> **Excerpted data**:
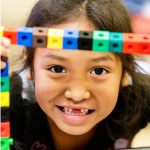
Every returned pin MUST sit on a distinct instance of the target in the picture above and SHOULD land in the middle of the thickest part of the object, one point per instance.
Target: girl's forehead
(80, 23)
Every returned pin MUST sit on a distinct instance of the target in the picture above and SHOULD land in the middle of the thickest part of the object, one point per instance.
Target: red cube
(130, 43)
(143, 44)
(11, 33)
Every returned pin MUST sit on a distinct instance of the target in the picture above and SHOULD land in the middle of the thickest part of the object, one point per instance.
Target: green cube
(5, 143)
(115, 42)
(101, 41)
(5, 84)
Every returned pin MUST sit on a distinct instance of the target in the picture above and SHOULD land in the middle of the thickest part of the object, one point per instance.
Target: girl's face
(76, 89)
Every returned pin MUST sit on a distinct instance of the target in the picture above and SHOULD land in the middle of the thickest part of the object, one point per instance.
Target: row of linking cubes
(97, 40)
(5, 140)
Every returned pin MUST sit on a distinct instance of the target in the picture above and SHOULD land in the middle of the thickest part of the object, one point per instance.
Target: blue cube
(70, 39)
(115, 42)
(25, 36)
(4, 72)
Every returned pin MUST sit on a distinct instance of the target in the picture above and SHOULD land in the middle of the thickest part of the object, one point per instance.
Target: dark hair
(108, 15)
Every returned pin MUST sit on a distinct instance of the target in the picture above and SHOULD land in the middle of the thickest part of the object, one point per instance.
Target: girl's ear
(29, 75)
(125, 80)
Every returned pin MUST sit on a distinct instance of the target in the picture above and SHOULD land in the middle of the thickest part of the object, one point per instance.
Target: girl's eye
(57, 69)
(99, 71)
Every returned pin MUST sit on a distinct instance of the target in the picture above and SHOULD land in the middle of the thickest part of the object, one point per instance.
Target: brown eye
(57, 69)
(99, 71)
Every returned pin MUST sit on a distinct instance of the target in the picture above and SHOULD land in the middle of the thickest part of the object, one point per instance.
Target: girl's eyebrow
(60, 58)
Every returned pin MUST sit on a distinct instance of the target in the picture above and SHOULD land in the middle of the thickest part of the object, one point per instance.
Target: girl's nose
(77, 94)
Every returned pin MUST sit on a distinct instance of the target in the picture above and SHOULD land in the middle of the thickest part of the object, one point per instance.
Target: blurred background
(14, 13)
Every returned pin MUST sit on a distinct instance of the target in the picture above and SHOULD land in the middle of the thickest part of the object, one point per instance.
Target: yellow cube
(55, 38)
(5, 99)
(1, 31)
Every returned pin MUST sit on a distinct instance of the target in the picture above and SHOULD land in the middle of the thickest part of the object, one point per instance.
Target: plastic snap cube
(101, 41)
(55, 38)
(70, 39)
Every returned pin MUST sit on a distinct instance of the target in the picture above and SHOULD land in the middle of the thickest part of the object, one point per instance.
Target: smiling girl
(85, 99)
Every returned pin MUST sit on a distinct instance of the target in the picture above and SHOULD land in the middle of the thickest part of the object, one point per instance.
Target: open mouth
(75, 111)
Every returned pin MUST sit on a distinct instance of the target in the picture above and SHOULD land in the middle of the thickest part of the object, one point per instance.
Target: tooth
(82, 110)
(70, 110)
(86, 110)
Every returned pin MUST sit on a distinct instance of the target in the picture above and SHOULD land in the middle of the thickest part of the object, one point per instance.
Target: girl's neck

> **Activity**:
Make an exact copy of the data, leaving its pictures out.

> **Response to the exercise**:
Every returned pin MUST sit on a distinct instance of the target in the picture above and SHOULD land in the middle of the thickest part of the object, one point per instance.
Target: girl's forehead
(80, 23)
Every returned pin MUST sit on a distinct instance of the target in the picture above and SHOULD land in the middle of the thickest part of the object, one point per instance.
Target: red cube
(130, 43)
(143, 44)
(11, 33)
Every returned pin MUST sit on a distinct instance of the target in the picture above and SHOULD land in the middle of the thickest part of the object, one point per instance.
Target: green cube
(5, 143)
(115, 42)
(101, 41)
(5, 84)
Every returned pin MUST sit on a distinct instance of the target in the picture above and SHOULD land in the middle of the thickest part of the object, one point per instance.
Target: girl's face
(76, 89)
Every returned pin MUST sit on a distinct instance of the target in the picture above and SHOULD land in the middle of the thickest part of the object, one point per instance.
Target: row of linking cubes
(97, 40)
(5, 140)
Every returned pin MUST sit on a distinct instance of the target in the picture above and SHOULD land in the middle of the thickest part of the object, one point per instance.
Target: blue cube
(70, 39)
(115, 42)
(25, 36)
(4, 72)
Every returned pin MUST sit on a distinct instance of the target in the picture above and SHOULD land in the middle of the thickest part of the object, one point per instance.
Target: dark hair
(108, 15)
Every returned pin MUST sit on a distinct instance of the target in the picture above and SHOULD land in the middle of the thickest part of the object, one point per instance.
Target: girl's ear
(29, 75)
(125, 80)
Every returned pin MUST sit on a distinct instance of the target in the picture above and SHOULD land in the middle of the thickest part of the object, one point per instance.
Target: girl's eye
(57, 69)
(99, 71)
Every returned pin MUST sit on a distinct instance of the target in the picture above and SHOULD land in the middle of the thickest part of the object, one point per instance.
Target: brown eye
(57, 69)
(99, 71)
Every returned pin MUST sit on a distinct instance of the target in the picture above and SHOULD land in the middle of the thickest part of the object, one point per instance.
Target: girl's eyebrow
(60, 58)
Every returned pin MUST sit on a distinct instance of the target in the picture above and SHOULD land in the middle of the thickest part of the object, one point per instance.
Target: girl's nose
(77, 94)
Every returned pin MUST sit on a distinct instance of the target in the picture above and SHOULD land in the middle of the thickest part of the object, one point per instance.
Target: blurred background
(14, 13)
Every returned pin MUST sit on a distinct instance of the target in the picture above and SHOULD land in the middle of the thickest part of the object, one point per instance.
Target: yellow cube
(55, 38)
(5, 99)
(1, 31)
Every returned pin MUST sit on a distinct instance of the target in the picture above and SHOULD land in the middle of the thickest part of the object, one point per instance.
Target: plastic snap cube
(101, 41)
(55, 38)
(70, 39)
Every returned pin MUST sit on a distinct instance of the target in the picture above and SHOULD land in the middle of the thickest part of the object, one point per instance.
Target: smiling girl
(85, 99)
Every returned pin MUST sit on a distinct instance of the target in the picture above and SHOULD land in the middle of the thickest part of the object, one point per instance.
Target: open mouth
(75, 111)
Every returned pin MUST sit on a distinct instance of the target in the picture above and SHOULD land in the middle of the thickest part of the object, one point per instance.
Target: tooth
(82, 110)
(70, 110)
(86, 110)
Every returned pin MUST sit on a distinct instance of the target in the picture above and SHOULD land in the middle of the thickest part of the object, one point per instance.
Target: girl's neck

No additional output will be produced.